Start of Page
I had the pleasure to work at an Apple Store for a few years. Yes, it has amazing products and an impeccably designed space, but more than anything, it works to cultivate a culture.
Best I can tell, “Church Membership” is a remnant of Christendom denominations use to distinguish themselves. The idea was that you become a member of a certain local church. This was usually denoted by a formal catechism or a conversion experience. You are more or less a member for life, and are expected to transfer said membership to a church of the same denomination if you move. More recent churches that can be traced by to the Church Growth movement of the 80s developed membership classes, which seem like basically a soft catechesis.
The world desperately needs our churches to be the Church well. This means clearly articulating how one learns and follows the way of Jesus in our culture (a disciple), and then articulating what it is that a disciple does. Discipleship cannot happen in a vacuum. Church is the community that naturally occurs because following Jesus always has relational implications. All communities have a culture.
End of Page
Start of Dataset
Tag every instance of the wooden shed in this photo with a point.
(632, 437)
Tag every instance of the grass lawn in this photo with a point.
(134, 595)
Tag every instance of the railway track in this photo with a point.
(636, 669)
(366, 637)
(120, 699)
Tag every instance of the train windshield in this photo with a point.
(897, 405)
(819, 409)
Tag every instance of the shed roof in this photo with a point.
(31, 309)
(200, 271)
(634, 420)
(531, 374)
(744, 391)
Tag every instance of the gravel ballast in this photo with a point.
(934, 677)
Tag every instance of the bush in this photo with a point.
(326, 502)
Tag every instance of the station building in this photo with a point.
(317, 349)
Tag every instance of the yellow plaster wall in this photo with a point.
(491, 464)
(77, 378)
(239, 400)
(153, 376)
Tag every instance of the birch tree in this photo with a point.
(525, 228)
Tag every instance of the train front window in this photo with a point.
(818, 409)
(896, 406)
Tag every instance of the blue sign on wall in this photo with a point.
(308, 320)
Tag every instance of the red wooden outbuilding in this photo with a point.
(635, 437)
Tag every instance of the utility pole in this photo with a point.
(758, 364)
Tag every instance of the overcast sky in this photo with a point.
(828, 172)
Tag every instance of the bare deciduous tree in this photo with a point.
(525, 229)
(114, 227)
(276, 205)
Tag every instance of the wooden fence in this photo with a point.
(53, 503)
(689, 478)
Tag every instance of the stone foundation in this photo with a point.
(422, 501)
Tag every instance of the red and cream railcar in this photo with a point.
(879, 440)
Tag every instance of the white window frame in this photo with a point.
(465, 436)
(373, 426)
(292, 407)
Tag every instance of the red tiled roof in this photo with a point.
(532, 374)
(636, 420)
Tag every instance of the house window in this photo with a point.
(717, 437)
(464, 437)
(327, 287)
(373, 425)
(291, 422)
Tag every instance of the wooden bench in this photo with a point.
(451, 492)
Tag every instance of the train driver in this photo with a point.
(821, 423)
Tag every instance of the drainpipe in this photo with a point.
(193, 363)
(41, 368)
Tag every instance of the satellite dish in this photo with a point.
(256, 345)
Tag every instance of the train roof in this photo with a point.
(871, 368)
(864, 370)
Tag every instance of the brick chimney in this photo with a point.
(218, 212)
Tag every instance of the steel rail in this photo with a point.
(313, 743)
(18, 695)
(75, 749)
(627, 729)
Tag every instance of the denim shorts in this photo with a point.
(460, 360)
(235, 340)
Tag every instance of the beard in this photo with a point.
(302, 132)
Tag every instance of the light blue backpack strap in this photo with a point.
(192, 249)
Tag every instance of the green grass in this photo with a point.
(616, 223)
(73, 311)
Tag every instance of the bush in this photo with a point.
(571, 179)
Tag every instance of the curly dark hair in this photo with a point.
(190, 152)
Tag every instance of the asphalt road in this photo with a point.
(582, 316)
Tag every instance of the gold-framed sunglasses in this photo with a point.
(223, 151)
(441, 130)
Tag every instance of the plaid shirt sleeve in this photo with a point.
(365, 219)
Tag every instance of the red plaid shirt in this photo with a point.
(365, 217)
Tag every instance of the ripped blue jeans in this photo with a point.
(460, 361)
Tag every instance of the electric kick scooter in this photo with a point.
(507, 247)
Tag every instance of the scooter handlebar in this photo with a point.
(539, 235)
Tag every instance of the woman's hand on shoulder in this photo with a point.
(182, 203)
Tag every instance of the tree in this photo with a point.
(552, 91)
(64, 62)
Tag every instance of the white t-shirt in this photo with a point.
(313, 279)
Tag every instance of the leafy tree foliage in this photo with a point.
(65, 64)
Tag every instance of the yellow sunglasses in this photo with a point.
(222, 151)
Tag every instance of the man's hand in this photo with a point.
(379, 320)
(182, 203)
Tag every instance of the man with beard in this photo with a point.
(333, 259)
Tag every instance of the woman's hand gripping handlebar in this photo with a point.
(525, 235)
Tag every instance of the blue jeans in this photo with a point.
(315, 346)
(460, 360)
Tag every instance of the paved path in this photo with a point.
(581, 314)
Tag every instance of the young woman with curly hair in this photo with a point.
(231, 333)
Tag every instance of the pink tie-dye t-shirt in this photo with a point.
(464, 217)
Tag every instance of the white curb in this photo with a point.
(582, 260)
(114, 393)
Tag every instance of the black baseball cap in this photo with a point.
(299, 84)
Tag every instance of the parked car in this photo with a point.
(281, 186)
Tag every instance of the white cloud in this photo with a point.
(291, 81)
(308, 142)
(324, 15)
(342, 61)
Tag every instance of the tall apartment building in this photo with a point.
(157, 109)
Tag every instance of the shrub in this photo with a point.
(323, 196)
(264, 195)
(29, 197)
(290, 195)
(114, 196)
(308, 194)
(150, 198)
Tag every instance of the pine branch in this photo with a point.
End of Dataset
» **Written request 1**: In the church membership text, how was membership in a local church usually denoted?
» **Written request 2**: Carry the church membership text forward from its final sentence, "All communities have a culture."
None of the tasks requires the entries.

» **Reply 1**: It was usually denoted by a formal catechism or a conversion experience.

» **Reply 2**:
Church membership (for lack of a better word) should describe the expectations of a person who has chosen to associate with the framework for discipleship that a local church uses. The process of discipleship cannot be extricated from the culture it takes place within.
Many aspects of the way of Jesus are unique. Creating culture, on the other hand, is not. Churches can and should learn from anyone who does culture well. Here are seven ideas that I learned from the Apple Store that will help.
1. Onboarding is EVERYTHING.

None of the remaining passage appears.